Items listed in a dataset:
========================================================================

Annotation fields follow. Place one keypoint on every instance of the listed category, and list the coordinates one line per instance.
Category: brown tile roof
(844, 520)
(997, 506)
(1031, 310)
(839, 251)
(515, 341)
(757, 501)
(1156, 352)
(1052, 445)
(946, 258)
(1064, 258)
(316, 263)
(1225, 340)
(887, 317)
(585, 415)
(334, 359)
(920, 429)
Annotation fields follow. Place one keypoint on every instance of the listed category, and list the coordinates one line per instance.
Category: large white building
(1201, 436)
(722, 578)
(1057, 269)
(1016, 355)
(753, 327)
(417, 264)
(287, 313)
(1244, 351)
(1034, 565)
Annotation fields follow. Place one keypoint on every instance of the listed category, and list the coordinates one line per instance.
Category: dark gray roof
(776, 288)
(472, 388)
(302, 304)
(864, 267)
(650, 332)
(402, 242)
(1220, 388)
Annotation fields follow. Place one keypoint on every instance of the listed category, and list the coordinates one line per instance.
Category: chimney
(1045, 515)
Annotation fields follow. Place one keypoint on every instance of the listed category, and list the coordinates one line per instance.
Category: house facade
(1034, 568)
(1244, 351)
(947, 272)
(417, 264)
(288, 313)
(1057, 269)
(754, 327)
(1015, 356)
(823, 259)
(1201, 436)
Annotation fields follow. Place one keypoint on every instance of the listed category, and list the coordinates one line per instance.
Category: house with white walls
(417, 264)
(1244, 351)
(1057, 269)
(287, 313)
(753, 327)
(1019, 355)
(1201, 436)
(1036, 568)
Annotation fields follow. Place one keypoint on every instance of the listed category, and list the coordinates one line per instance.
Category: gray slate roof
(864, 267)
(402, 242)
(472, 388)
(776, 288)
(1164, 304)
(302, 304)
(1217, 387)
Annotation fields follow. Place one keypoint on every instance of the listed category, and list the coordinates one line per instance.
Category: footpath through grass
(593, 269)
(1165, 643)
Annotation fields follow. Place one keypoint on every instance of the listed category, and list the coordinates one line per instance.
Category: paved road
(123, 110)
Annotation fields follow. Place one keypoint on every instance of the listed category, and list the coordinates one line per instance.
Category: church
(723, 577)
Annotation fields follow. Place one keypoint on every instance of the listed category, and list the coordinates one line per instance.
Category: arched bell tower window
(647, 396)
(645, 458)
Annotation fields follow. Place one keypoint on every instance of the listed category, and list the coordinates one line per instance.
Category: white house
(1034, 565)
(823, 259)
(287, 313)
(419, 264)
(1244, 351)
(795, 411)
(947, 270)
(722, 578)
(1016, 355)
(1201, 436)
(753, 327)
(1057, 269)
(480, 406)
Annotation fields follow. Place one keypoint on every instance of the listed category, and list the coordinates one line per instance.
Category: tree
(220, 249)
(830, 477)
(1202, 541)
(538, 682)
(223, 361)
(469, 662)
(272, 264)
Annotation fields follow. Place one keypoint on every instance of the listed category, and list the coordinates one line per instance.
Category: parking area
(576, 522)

========================================================================

TASK REQUIREMENTS:
Word for word, copy every entry.

ANSWER BELOW:
Annotation fields follow. Place one keypoint on every instance of the listed category, and list the coordinates one line per instance.
Category: brown tile roof
(844, 520)
(997, 506)
(1031, 310)
(839, 251)
(515, 341)
(757, 501)
(1156, 352)
(1052, 445)
(946, 258)
(1064, 258)
(316, 263)
(1225, 340)
(887, 317)
(585, 415)
(334, 359)
(920, 429)
Annotation fields follow. Place one keypoint on every instance of the listed category, and list the coordinates one line per instance.
Category: large white building
(1201, 436)
(722, 578)
(1057, 269)
(1016, 355)
(753, 327)
(417, 264)
(287, 313)
(1244, 351)
(1034, 565)
Annotation fields follow. Place one keypoint on every instance of the listed category, and list the coordinates one line per instance.
Category: dark gray roof
(776, 288)
(472, 388)
(302, 304)
(864, 267)
(650, 332)
(402, 242)
(1220, 388)
Annotation fields follow. Place one keypoint on every instance of the listed category, and list the coordinates one line per instance.
Category: chimney
(1045, 515)
Annotation fields follow. Place one keypoint on every instance of the listed category, and list the coordinates one line per instance.
Category: house facade
(1034, 568)
(1244, 351)
(947, 272)
(417, 264)
(288, 313)
(1057, 269)
(754, 327)
(1015, 356)
(823, 259)
(1201, 436)
Annotation fields follow. Place one keypoint on every instance of the listed category, and list the coordinates one line per instance.
Category: house with white walls
(417, 264)
(1244, 351)
(1057, 269)
(287, 313)
(753, 327)
(1019, 355)
(1201, 436)
(1036, 568)
Annotation fields follow. Place one keypoint on every instance of the listed category, and list the coordinates one line per instance.
Category: gray slate roof
(864, 267)
(402, 242)
(472, 388)
(776, 288)
(1164, 304)
(302, 304)
(1217, 387)
Annotation fields follow. Place one keypoint on every instance of the listed category, and list the coordinates one line per instance.
Category: footpath through grass
(593, 269)
(1165, 643)
Annotation fields follow. Place one keypoint on every instance of the listed category, and list the coordinates one line per instance.
Category: paved road
(123, 110)
Annotation fields follow. Place one keypoint on every instance of the listed category, and list the coordinates one line per instance.
Category: church
(723, 577)
Annotation fields follow. Place one keypoint on every instance of the listed category, and list the coordinates one line per instance.
Category: arched bell tower window
(647, 396)
(645, 458)
Annotation fields follow. Place one keypoint on every instance of the listed category, and list the coordinates one line per instance.
Category: white house
(1034, 565)
(823, 259)
(287, 313)
(419, 264)
(1244, 351)
(795, 411)
(947, 270)
(722, 578)
(1016, 355)
(1201, 436)
(753, 327)
(1057, 269)
(480, 406)
Annotation fields follow. Place one keypoint on every instance of the listed category, and list the coordinates one line per instance.
Category: tree
(220, 249)
(830, 477)
(1202, 541)
(538, 682)
(223, 361)
(469, 662)
(272, 264)
Annotation fields follow. Place one keypoint on every instance of the listed category, and list the coordinates one line per instance.
Category: parking area
(576, 522)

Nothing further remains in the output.